→ **Source material**
● ● ● ● ● ● ●
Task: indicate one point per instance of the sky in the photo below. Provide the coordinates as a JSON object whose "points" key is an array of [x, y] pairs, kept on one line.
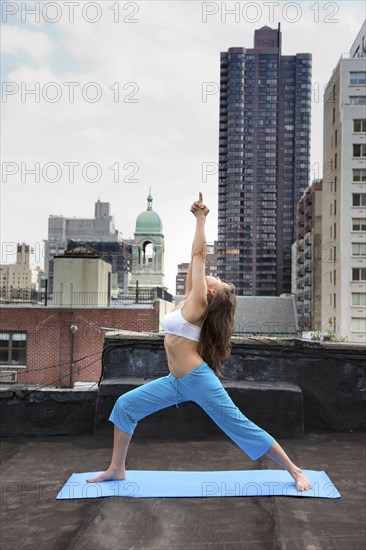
{"points": [[103, 100]]}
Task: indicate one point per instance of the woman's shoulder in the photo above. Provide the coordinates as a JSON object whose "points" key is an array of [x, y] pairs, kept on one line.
{"points": [[194, 310]]}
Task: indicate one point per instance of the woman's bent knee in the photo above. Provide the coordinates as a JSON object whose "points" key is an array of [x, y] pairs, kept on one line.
{"points": [[124, 414]]}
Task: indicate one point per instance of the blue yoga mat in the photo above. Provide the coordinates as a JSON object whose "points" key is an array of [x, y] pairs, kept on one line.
{"points": [[235, 483]]}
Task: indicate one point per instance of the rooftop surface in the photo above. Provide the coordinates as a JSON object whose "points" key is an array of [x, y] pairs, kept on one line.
{"points": [[35, 469]]}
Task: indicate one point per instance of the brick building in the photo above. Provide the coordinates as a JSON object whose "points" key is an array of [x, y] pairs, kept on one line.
{"points": [[41, 345]]}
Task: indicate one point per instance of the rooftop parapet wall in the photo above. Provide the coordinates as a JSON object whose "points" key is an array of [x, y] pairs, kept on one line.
{"points": [[331, 376]]}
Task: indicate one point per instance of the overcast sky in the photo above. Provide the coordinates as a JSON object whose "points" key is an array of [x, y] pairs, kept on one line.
{"points": [[123, 97]]}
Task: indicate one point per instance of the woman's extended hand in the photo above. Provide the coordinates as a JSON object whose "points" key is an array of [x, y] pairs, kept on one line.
{"points": [[199, 209]]}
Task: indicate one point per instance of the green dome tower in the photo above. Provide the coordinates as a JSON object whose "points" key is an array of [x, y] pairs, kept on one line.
{"points": [[148, 251]]}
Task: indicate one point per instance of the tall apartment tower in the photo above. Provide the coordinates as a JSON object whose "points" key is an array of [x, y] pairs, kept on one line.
{"points": [[344, 196], [265, 101]]}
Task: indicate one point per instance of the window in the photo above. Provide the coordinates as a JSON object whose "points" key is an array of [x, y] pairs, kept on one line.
{"points": [[357, 78], [358, 224], [358, 324], [357, 100], [359, 174], [359, 298], [358, 249], [359, 125], [358, 199], [359, 150], [359, 274], [13, 348]]}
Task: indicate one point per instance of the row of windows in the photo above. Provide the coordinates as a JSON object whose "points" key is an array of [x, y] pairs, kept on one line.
{"points": [[357, 78], [358, 224], [359, 125]]}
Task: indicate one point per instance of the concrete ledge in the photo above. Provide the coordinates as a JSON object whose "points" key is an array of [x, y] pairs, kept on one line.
{"points": [[27, 412], [275, 406]]}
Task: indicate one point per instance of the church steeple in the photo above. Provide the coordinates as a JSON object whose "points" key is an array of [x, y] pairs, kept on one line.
{"points": [[149, 200]]}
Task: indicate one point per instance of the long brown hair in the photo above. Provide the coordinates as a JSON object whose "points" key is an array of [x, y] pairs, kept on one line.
{"points": [[214, 344]]}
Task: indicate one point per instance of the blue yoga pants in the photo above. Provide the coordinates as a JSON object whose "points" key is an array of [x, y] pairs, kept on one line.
{"points": [[202, 386]]}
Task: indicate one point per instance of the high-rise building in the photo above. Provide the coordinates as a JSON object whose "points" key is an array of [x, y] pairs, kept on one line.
{"points": [[16, 280], [344, 197], [265, 101], [308, 258]]}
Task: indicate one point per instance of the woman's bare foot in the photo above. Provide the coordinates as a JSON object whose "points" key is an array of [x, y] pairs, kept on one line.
{"points": [[108, 475], [302, 482]]}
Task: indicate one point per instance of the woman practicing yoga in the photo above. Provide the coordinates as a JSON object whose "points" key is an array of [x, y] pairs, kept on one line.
{"points": [[196, 331]]}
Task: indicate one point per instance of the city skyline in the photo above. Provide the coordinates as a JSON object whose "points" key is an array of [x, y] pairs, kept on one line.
{"points": [[165, 138]]}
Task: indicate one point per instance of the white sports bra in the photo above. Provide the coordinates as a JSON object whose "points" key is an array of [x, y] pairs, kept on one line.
{"points": [[175, 323]]}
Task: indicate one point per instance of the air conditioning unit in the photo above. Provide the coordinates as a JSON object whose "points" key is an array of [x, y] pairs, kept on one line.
{"points": [[7, 376]]}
● ● ● ● ● ● ●
→ **What to work on**
Starting at the line that contains "Task: indicate one point per instance of the white", retype each line through the last one in the records, both included, and add nothing.

→ **Result for this exercise**
Task: indicate one point per instance of the white sports bra in the photo above. Provide the coordinates as a JSON object whose "points" key is an array of [x, y] pairs, kept on one line.
{"points": [[175, 323]]}
Task: indicate one point per instance of the air conditioning unit in the photo above. Provide the coordinates as a JSON object whose "points" key is an array of [x, y] pairs, kept on one line.
{"points": [[7, 376]]}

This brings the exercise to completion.